• [Required task]:
Retype every line of the listing below verbatim, without altering any character.

#### Supplied information ####

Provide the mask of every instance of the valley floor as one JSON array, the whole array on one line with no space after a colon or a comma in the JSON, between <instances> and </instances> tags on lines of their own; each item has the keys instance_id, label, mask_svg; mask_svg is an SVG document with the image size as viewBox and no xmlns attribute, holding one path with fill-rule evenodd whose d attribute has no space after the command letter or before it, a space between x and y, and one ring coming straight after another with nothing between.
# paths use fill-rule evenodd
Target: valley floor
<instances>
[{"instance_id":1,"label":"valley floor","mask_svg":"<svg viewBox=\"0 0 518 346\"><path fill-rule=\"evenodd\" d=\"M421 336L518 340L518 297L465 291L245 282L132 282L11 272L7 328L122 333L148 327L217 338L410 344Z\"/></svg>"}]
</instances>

####

• [Reply to the exercise]:
Provide the mask of every instance of the valley floor as one JSON array, the whole array on one line with no space after a colon or a comma in the JSON, between <instances> and </instances> tags on lines of their own; each item has the keys instance_id, label, mask_svg; mask_svg is an SVG document with the image size as viewBox and no xmlns attribute, holding one path with fill-rule evenodd whose d attribute has no space after the command letter or before it, a space between x and y, and one ring coming straight after another with nothing between.
# paths use fill-rule evenodd
Target: valley floor
<instances>
[{"instance_id":1,"label":"valley floor","mask_svg":"<svg viewBox=\"0 0 518 346\"><path fill-rule=\"evenodd\" d=\"M421 336L518 340L518 297L465 291L245 282L132 282L11 272L7 328L122 333L148 327L217 338L410 344Z\"/></svg>"}]
</instances>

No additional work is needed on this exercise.